(Data records Opens)

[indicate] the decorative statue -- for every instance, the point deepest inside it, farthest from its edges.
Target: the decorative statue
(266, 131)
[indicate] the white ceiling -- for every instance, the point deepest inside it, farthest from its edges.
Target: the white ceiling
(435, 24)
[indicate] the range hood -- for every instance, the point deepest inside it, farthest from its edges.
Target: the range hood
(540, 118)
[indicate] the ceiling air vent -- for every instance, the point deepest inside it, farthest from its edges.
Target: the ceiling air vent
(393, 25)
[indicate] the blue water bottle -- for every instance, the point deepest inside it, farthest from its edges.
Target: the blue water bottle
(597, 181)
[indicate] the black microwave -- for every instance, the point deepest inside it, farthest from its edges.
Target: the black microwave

(Data records Closes)

(Task):
The required response is a complete, exact copy of the records.

(Result of the task):
[indicate] the decorative statue -- for every instance, the point deepest inside it, farthest from its edges.
Target: the decorative statue
(266, 131)
[indicate] the white ceiling -- for every instance, the point deepest inside it, farthest from its edges.
Target: the white ceiling
(435, 24)
[indicate] the range hood -- for every instance, the point deepest inside it, farthest from its edges.
Target: the range hood
(540, 118)
[indicate] the ceiling air vent -- for every instance, the point deepest inside it, farthest from its edges.
Target: the ceiling air vent
(393, 25)
[indicate] the blue water bottle -- for every instance, the point deepest inside it, farthest from its edges.
Target: the blue water bottle
(597, 181)
[indicate] the black microwave -- for every instance, the point deepest inside it, farthest from its edges.
Target: the black microwave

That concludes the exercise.